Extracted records

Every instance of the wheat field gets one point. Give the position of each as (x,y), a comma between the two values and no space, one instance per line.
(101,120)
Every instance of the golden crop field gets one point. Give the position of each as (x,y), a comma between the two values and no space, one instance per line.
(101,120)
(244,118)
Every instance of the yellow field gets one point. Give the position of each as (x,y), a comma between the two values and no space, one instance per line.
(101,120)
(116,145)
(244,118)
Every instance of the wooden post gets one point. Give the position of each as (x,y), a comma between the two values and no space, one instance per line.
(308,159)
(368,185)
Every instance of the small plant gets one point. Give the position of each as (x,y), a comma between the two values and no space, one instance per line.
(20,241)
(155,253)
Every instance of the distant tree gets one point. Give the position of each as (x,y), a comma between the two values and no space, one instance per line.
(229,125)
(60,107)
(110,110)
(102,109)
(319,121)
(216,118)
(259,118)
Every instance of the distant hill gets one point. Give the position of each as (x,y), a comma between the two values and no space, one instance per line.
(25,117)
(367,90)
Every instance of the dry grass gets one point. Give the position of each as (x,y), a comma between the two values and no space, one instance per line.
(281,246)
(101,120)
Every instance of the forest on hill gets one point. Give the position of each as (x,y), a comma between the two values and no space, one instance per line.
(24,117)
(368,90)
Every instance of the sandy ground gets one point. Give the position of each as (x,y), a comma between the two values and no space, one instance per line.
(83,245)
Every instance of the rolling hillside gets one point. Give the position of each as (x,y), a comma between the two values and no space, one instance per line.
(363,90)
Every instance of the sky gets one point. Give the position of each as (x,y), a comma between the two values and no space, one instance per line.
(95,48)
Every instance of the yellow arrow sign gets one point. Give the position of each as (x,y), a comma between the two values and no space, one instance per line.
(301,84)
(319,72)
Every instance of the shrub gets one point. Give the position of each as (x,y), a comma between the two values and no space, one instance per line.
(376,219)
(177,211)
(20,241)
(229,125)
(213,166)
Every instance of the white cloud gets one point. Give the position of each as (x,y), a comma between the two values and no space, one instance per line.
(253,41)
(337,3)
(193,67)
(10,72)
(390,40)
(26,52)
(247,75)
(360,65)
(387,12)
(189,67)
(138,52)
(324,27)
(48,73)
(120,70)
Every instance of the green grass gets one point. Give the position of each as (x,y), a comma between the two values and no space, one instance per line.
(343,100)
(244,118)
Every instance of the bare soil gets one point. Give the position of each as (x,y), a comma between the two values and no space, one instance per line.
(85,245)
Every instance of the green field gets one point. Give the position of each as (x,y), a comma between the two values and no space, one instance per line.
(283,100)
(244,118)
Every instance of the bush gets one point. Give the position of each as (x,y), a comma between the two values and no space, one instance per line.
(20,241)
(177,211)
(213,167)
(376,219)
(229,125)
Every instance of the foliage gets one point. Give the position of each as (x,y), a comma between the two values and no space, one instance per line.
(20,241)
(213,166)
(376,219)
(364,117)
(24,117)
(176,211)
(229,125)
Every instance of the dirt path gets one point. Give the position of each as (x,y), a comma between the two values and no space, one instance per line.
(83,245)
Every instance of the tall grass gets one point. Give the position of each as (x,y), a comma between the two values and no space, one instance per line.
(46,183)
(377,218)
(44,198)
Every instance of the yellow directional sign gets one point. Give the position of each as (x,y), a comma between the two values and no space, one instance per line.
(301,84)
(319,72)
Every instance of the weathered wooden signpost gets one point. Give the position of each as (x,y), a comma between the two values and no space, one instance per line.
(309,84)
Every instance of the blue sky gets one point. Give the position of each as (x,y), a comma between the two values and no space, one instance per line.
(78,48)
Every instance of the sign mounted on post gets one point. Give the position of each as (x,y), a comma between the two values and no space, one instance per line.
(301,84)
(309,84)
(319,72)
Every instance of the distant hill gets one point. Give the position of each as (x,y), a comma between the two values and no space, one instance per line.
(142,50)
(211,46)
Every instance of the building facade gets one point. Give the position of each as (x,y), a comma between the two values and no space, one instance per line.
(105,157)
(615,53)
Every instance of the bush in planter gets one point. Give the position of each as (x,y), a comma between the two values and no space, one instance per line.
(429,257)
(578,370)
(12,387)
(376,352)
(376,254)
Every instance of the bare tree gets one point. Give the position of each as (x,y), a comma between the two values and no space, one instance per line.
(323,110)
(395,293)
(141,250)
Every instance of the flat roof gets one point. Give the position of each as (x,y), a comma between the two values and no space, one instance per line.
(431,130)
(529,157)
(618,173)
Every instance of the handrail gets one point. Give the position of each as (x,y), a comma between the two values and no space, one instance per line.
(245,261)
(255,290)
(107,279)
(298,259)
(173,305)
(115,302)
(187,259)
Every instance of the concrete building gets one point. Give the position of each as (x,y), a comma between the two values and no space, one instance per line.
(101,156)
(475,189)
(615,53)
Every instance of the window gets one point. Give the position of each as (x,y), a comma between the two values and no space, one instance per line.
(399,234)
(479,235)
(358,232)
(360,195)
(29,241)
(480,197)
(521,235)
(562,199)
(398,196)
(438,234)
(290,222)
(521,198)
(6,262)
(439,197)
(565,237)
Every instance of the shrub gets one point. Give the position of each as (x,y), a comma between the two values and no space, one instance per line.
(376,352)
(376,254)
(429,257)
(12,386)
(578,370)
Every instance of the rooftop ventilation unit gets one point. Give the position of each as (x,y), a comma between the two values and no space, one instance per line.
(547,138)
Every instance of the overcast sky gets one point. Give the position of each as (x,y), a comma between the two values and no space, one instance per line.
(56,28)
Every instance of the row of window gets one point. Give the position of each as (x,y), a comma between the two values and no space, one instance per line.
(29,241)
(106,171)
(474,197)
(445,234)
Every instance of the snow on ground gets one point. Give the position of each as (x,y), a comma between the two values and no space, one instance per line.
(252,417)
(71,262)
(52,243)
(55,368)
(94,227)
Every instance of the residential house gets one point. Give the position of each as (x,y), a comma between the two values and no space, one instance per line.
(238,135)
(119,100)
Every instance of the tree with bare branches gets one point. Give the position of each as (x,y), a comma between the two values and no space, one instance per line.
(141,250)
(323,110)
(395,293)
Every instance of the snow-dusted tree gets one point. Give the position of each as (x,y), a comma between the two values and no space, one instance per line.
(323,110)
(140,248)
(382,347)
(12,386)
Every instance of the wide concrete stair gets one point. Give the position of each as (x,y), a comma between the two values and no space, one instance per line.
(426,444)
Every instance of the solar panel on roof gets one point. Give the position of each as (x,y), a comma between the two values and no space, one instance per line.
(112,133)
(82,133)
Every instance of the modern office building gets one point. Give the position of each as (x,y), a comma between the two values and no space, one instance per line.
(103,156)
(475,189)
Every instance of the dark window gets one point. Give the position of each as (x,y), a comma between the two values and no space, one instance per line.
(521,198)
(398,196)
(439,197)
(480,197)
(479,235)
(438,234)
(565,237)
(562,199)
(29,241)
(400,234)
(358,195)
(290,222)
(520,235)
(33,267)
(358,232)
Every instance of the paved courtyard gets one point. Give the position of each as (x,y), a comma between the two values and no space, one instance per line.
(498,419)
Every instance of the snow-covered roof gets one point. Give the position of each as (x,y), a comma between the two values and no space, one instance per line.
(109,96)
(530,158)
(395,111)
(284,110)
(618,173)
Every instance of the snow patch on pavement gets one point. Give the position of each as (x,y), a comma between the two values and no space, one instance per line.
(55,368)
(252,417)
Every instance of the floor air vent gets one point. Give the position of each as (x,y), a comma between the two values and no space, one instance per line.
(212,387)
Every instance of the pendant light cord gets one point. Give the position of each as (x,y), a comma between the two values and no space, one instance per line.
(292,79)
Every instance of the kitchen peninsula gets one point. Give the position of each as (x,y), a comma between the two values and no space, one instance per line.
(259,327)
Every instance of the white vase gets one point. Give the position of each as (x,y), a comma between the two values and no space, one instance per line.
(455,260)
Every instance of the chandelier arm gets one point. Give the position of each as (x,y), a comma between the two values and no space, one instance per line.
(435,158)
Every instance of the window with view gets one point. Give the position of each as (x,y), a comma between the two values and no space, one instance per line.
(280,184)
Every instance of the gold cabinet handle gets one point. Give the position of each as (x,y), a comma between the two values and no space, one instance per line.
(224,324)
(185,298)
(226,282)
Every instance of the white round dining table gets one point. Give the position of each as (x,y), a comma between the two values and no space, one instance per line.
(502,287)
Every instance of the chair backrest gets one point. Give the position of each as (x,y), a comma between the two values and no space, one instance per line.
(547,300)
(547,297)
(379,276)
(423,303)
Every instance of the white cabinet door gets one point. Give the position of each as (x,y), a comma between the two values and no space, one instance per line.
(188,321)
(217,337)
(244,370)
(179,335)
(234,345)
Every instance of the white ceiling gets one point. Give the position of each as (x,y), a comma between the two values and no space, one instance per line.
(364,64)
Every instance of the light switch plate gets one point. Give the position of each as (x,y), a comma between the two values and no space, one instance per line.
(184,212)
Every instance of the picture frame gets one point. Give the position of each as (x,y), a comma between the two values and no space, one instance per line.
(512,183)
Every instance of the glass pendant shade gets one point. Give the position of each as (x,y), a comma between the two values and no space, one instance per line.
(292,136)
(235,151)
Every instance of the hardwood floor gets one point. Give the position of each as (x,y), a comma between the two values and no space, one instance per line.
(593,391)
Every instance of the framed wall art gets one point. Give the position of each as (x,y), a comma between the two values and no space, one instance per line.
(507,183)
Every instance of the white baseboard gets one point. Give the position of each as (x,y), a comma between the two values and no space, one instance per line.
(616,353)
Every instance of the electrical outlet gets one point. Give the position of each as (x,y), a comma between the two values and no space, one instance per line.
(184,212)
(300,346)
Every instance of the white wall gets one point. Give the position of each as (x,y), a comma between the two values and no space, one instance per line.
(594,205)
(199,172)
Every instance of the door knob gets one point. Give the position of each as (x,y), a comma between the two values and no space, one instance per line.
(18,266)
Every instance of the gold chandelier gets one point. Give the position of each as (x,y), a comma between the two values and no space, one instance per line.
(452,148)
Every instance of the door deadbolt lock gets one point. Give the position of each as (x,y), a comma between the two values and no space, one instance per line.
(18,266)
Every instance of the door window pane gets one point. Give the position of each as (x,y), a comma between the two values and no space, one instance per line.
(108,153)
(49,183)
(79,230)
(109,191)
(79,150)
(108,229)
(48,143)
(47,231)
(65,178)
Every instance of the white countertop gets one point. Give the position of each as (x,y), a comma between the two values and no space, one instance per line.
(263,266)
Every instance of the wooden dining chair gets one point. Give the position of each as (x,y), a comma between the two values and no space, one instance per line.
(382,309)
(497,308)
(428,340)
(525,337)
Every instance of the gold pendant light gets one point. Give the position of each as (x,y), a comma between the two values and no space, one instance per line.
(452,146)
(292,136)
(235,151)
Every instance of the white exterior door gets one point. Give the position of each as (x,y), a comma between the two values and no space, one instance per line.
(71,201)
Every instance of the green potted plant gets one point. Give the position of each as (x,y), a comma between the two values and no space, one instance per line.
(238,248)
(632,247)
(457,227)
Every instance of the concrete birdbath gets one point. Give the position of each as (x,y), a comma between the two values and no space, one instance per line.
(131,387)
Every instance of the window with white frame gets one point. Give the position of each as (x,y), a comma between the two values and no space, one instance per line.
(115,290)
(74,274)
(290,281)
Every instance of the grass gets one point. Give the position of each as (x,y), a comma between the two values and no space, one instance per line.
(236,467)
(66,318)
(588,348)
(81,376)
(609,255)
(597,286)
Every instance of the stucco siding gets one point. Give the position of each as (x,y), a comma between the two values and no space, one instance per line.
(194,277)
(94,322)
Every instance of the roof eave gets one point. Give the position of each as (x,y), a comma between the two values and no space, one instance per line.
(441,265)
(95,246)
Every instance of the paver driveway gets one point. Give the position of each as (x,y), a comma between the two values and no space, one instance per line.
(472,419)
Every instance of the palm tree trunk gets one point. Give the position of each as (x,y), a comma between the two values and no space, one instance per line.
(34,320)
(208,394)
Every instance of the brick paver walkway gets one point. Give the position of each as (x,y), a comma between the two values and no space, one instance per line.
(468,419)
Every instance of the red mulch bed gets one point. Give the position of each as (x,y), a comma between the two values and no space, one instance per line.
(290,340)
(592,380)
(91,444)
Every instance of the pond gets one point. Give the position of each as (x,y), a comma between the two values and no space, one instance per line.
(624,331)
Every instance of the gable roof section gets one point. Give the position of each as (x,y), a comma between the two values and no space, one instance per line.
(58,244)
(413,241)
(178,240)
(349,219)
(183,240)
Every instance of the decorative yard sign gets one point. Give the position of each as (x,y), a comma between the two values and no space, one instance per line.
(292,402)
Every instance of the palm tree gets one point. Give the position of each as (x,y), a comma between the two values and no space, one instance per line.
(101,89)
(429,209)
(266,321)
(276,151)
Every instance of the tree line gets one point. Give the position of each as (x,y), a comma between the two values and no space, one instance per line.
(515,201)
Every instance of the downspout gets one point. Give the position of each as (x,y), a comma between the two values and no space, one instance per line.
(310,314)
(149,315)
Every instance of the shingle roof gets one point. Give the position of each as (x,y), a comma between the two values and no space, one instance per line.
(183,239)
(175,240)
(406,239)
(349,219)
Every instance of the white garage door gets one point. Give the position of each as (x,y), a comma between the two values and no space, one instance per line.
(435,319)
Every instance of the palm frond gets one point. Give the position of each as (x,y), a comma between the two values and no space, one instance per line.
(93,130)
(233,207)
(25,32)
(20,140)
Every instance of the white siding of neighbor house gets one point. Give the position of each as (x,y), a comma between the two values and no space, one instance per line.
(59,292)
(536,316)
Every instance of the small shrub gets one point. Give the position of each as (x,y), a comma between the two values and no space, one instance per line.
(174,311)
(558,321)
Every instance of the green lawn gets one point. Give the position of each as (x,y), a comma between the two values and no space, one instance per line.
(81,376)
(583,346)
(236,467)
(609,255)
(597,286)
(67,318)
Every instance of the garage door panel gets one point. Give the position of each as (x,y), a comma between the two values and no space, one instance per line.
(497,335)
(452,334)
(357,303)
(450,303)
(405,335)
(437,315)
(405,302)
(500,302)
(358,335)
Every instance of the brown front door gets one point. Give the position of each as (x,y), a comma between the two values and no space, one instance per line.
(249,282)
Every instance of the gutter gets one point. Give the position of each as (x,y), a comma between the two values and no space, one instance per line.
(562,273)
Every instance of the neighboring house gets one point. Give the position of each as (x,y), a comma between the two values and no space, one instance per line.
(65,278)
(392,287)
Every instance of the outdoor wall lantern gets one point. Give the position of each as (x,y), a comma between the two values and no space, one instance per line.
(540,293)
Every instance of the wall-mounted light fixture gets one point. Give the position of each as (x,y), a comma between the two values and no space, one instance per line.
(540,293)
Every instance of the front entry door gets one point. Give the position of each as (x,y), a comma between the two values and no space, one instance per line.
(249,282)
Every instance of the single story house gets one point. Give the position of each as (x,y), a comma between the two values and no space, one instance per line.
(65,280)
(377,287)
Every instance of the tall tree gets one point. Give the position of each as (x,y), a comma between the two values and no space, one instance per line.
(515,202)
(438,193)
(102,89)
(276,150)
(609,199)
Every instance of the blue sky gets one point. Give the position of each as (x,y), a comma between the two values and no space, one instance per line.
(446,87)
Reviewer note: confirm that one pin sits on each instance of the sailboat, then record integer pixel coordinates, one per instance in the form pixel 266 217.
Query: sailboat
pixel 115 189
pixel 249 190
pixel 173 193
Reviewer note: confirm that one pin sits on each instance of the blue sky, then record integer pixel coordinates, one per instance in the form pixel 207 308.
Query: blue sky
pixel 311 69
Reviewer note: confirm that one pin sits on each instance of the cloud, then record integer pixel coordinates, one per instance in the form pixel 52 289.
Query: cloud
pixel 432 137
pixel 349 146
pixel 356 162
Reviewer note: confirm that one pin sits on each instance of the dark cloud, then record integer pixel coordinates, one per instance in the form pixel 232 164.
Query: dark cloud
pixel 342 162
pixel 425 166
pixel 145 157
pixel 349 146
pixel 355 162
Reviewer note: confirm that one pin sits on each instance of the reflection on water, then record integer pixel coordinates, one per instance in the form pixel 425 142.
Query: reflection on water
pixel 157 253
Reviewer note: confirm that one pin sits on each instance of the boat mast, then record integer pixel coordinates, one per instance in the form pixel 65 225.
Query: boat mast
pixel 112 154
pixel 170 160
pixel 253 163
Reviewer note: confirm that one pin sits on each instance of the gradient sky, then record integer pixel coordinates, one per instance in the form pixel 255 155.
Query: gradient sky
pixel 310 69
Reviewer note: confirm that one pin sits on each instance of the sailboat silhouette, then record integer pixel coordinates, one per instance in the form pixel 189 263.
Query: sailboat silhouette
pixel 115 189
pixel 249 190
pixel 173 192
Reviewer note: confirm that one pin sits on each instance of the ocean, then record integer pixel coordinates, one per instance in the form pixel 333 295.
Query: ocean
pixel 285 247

- Task prompt -
Return a copy of every line in the records that includes the string "form".

- Finished exercise -
Reviewer note: confirm that one pin sits on each instance of the sailboat, then record integer pixel coordinates, one per instance in the form pixel 266 217.
Reviewer note: confirm that one pin sits on each instance of the blue sky, then record integer pixel coordinates, one per instance in the form pixel 207 308.
Reviewer note: confirm that one pin sits on each instance of the cloud, then record integer pixel coordinates, one per instance in the form pixel 52 289.
Reviewer note: confirm that one pin sits on each instance of the dark cloud, then record integer pixel coordinates, one per instance in the form pixel 232 164.
Reviewer note: confirm that one pin sits on each instance of the reflection on water, then record integer pixel coordinates, one per instance in the form pixel 425 142.
Reviewer note: confirm that one pin sits on each instance of the boat mast, then record integer pixel coordinates, one per instance in the form pixel 65 225.
Reviewer note: confirm that one pin sits on each instance of the gradient sky, then record integer pixel coordinates, one per instance in the form pixel 255 155.
Reviewer note: confirm that one pin sits on each instance of the sailboat silhouette, then record integer pixel coordinates, one per instance in the form pixel 189 263.
Reviewer note: confirm that one pin sits on each instance of the ocean, then record integer pixel coordinates, one per instance in the form pixel 333 295.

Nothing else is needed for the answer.